What to work on
Reproduce every record below, character by character.

[Stored data entries]
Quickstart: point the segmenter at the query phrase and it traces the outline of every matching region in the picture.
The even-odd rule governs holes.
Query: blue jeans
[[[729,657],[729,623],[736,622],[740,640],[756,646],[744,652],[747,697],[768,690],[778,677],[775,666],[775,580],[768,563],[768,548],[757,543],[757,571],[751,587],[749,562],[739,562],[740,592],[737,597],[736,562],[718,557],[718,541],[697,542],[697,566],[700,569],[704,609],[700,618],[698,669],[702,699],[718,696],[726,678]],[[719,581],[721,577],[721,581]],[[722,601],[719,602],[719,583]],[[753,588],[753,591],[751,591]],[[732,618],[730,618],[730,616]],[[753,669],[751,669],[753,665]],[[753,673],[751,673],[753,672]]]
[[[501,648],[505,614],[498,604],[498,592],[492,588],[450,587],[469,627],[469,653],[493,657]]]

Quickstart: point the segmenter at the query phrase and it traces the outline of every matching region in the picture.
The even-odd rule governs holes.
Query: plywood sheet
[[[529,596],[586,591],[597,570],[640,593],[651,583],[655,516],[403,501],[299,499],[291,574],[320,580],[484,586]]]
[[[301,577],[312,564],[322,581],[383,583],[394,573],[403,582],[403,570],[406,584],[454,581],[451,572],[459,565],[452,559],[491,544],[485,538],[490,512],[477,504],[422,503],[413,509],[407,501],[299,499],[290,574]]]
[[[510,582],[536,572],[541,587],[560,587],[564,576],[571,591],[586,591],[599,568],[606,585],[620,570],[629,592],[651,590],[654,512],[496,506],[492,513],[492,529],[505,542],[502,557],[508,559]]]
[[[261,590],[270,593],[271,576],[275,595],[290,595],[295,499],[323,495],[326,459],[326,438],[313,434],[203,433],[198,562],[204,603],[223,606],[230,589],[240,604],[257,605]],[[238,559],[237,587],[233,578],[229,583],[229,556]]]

Exercise output
Quickstart: point the segmenter at the query phrase and it traces the outline of every matching region in the picture.
The even-odd rule governs holes.
Query: blue jeans
[[[729,657],[729,623],[736,622],[740,640],[756,646],[744,652],[747,697],[768,690],[778,677],[775,666],[775,580],[768,563],[768,548],[757,543],[757,571],[751,587],[749,562],[739,562],[740,592],[737,597],[736,562],[718,557],[718,541],[697,542],[697,566],[700,569],[704,609],[700,618],[698,669],[702,699],[718,696],[726,678]],[[719,581],[721,577],[721,581]],[[722,601],[719,602],[719,583]],[[753,588],[753,591],[751,591]],[[732,618],[730,618],[730,616]],[[753,669],[751,669],[753,665]],[[753,673],[751,673],[753,672]]]
[[[501,648],[505,614],[498,604],[498,592],[492,588],[450,587],[469,627],[469,653],[493,657]]]

Quickstart: point the segmenter at the query phrase and it traces the outline of every matching region in the picture.
The even-odd rule governs holes.
Query: plywood sheet
[[[529,596],[586,591],[597,570],[640,593],[651,583],[655,516],[403,501],[299,499],[291,574],[320,580],[484,586]]]
[[[301,577],[312,564],[322,581],[383,583],[394,573],[403,582],[403,570],[406,584],[454,581],[451,572],[459,565],[452,559],[491,544],[485,538],[490,512],[477,504],[422,503],[413,509],[407,501],[299,499],[290,574]]]
[[[510,582],[536,572],[541,587],[560,587],[564,576],[571,591],[586,591],[599,568],[606,585],[620,570],[629,592],[651,590],[654,512],[496,506],[492,513],[492,529],[505,542],[502,557],[508,559]]]
[[[261,590],[270,593],[271,576],[275,595],[290,595],[295,499],[323,495],[326,459],[326,438],[313,434],[203,433],[198,562],[204,603],[223,606],[230,589],[240,604],[257,605]],[[238,559],[237,587],[233,578],[229,583],[229,556]]]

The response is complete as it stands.